**Selection:**
The issue between the parties is whether, as was claimed for Bullivant Holdings and refuted by the inspector, Bullivant Holdings' acquisitions of the two 25 per cent holdings from Mr Hickman and Mrs Wilde were not in pursuance of bargains at arm's length. The case for Bullivant Holdings in essence is that the two acquisitions were on dictated terms which Mr Hickman and Mrs Wilde were forced to accept in order to secure advantageous sales of shares owned by each of them in Bullman Publishing Ltd to a company called Business Press International Ltd (a subsidiary of Reed International plc). Bullivant Holdings was, as I have mentioned, "connected" with neither Mr Hickman nor Mrs Wilde. The outcome therefore depends essentially on the facts. In Berry v Warnett [1982] BTC 239; 55 TC 92, the issue arose, in circumstances that are not comparable to the present, whether shares had been disposed of and acquired "otherwise than under a bargain made at arm's length" as found in Finance Act 1965 s. 22(4)(a) . The following passage from the judgment of Buckley LJ at 55 TC at p. 124 (which was adopted by Lord Wilberforce when the appeal was heard in the House of Lords ([1982] BTC at p. 242; 55 TC at p. 128) is, however, in point:

It seems to me that the language of sec. 22(4)(a) poses the question whether the acquisition of the asset (in this case the shares and stock) was the subject matter of a bargain between the disponer and the disponee (in this case the taxpayer and the trustees) which was at arm's length. The object of this provision is surely to ensure that market value is treated as the consideration actually given for the disposal of the asset where the circumstances are not such as to demonstrate that a full and fair price was paid for it. The fact that someone other than the disponee can be taken to have paid a full and fair price for something other than the subject matter of the disposal under consideration has no bearing on this.

**Collected material:**
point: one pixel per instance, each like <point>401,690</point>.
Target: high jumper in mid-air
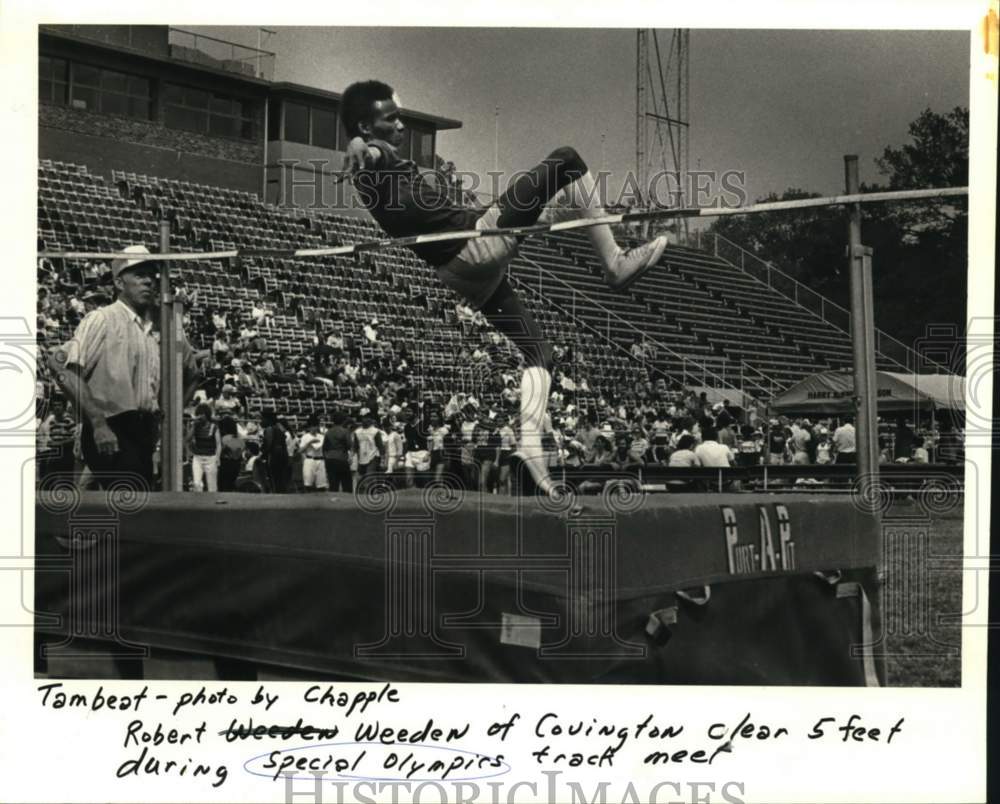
<point>404,204</point>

**Written tasks:**
A: Please say whether each statement agrees with the Bullivant Holdings ruling, answering yes or no and quoting the words of the ruling that decide it. (i) Bullivant Holdings was connected with Mr Hickman. (ii) Business Press International Ltd was a subsidiary of Reed International plc. (iii) Berry v Warnett arose in circumstances comparable to the present case.
B: Carry on the Bullivant Holdings ruling, starting after its final sentence.
The data plays no part in what follows, so it can be set aside.

**Task results:**
A:
(i) No: "with neither Mr Hickman nor Mrs Wilde"
(ii) Yes: "a subsidiary of Reed International plc"
(iii) No: "in circumstances that are not comparable to the present"

B:
I heard oral evidence from Mr Christopher Bullivant, director of Bullivant Holdings and a director of HBH and Bullman Publishing. I heard oral evidence from Mr Hickman, a director of Bullman Publishing. I was provided with documentary evidence which included the following:

  1. (2) The option agreement of 26 September 1983.

  2. (3) A clearance application made for the purposes of Income and Corporation Taxes Act 1988 section 707Income and Corporation Taxes Act 1970, s. 464 and Taxation of Chargeable Gains Act 1992 section 138Capital Gains Tax Act 1979, s. 88.

  3. (4) A side letter from Bullivant Holdings to Mr Hickman and Mrs Wilde dated 26 September 1983: this referred to their service agreements for five years at initial salaries of £8,500 (increasing) and contained certain undertakings by Bullivant Holdings designed to protect the positions of Mr Hickman and Mrs Wilde.

  4. (5) A letter of 11 October 1993 from Bullivant Holdings to the Inland Revenue which made submissions as to the value of the holdings acquired by Bullivant Holdings on 26 September 1983.

  5. (6) Annual accounts of HBH for the periods to 30 June 1981, 30 June 1982, 30 June 1983 and for the period from 1 July 1983 to 31 March 1984.

  6. (7) Annual accounts for Bullman Publishing for the period to 31 March 1984.

  7. (8) Accounts for Solihull Publishing Co Ltd for the six month period from 1...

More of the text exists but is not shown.